◆ **Exercise aim**:
Which lines below contain the string "leaf"? Gather each of them, treating case as significant.

━━━━━━━━━━━━━━━━

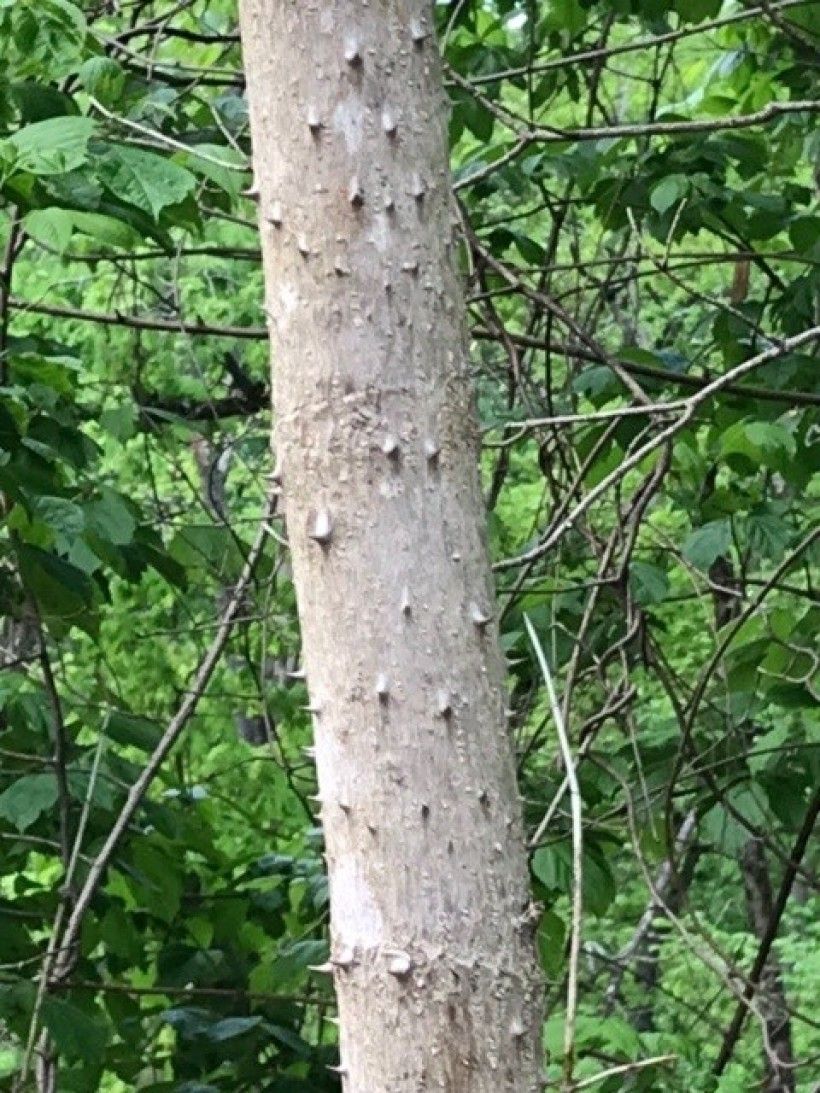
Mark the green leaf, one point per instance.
(706, 543)
(75, 1034)
(105, 228)
(131, 730)
(110, 517)
(649, 583)
(550, 939)
(143, 179)
(668, 192)
(103, 78)
(53, 227)
(53, 147)
(230, 1027)
(61, 590)
(27, 798)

━━━━━━━━━━━━━━━━

◆ **Result of this task**:
Mark the green leaf, one point per instance.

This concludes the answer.